Record extracts below:

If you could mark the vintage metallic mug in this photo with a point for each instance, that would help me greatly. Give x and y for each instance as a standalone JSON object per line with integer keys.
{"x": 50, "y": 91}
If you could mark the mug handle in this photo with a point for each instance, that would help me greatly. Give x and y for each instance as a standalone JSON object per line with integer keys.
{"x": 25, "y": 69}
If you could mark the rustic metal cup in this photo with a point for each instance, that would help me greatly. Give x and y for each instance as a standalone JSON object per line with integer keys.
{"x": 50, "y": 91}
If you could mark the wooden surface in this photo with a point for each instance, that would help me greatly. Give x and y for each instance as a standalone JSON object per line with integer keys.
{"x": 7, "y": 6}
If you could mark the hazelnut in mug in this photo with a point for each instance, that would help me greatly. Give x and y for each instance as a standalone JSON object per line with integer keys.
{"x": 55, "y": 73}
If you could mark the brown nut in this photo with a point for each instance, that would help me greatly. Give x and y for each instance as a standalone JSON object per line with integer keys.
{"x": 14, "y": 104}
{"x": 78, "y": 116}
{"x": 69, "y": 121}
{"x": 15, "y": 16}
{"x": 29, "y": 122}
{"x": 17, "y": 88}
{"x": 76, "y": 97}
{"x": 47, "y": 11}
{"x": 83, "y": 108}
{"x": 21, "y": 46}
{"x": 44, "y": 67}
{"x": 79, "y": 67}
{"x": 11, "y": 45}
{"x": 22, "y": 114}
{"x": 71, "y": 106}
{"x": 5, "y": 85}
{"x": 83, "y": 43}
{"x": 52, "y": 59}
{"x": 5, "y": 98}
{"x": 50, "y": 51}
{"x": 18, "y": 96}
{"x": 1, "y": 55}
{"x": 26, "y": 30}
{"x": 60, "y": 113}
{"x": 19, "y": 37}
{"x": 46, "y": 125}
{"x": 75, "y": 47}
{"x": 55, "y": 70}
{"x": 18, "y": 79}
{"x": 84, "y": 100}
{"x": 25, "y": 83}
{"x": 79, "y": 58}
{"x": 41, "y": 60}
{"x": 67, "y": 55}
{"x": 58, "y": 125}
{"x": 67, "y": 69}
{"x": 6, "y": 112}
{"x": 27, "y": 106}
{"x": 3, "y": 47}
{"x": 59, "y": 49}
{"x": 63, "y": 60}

End of Record extracts.

Set down the records above once more, exactly as they stand.

▶ Answer to this exercise:
If you could mark the vintage metallic mug in this photo with a point for each instance, that would help me greatly. Give x and y for each instance as a standalone JSON object per line with integer keys.
{"x": 50, "y": 91}
If you could mark the mug handle in this photo with a point for each instance, that would help me greatly. Give x and y for each instance as a standalone JSON object per line with integer keys.
{"x": 25, "y": 69}
If you could mark the rustic metal cup in this photo with a point for each instance, that would help me greatly. Give x and y for each instance as a standalone JSON object per line with integer keys.
{"x": 50, "y": 91}
If you could mark the wooden surface in this photo with a point for each instance, that would help me greatly. Give x and y for each instance as a standalone JSON object per line with integer keys.
{"x": 7, "y": 6}
If you could mark the hazelnut in mug in this photo with a point for each instance, that would help me greatly. Give x and y for each instance as a standalone JSON object per line with integer keys.
{"x": 55, "y": 73}
If you could mark the brown nut in this photo with a point for each instance, that would help me greatly. Give x and y for each instance as a standalone JSON object per line with integer keys.
{"x": 14, "y": 104}
{"x": 78, "y": 116}
{"x": 69, "y": 121}
{"x": 15, "y": 16}
{"x": 29, "y": 122}
{"x": 17, "y": 88}
{"x": 76, "y": 97}
{"x": 47, "y": 11}
{"x": 83, "y": 108}
{"x": 21, "y": 46}
{"x": 44, "y": 67}
{"x": 79, "y": 67}
{"x": 11, "y": 45}
{"x": 22, "y": 114}
{"x": 71, "y": 106}
{"x": 5, "y": 85}
{"x": 83, "y": 43}
{"x": 52, "y": 59}
{"x": 5, "y": 98}
{"x": 50, "y": 51}
{"x": 18, "y": 96}
{"x": 1, "y": 55}
{"x": 26, "y": 30}
{"x": 60, "y": 113}
{"x": 19, "y": 37}
{"x": 46, "y": 125}
{"x": 75, "y": 47}
{"x": 55, "y": 70}
{"x": 18, "y": 79}
{"x": 84, "y": 100}
{"x": 25, "y": 83}
{"x": 79, "y": 58}
{"x": 41, "y": 60}
{"x": 67, "y": 55}
{"x": 58, "y": 125}
{"x": 67, "y": 69}
{"x": 6, "y": 112}
{"x": 27, "y": 106}
{"x": 3, "y": 47}
{"x": 59, "y": 49}
{"x": 63, "y": 60}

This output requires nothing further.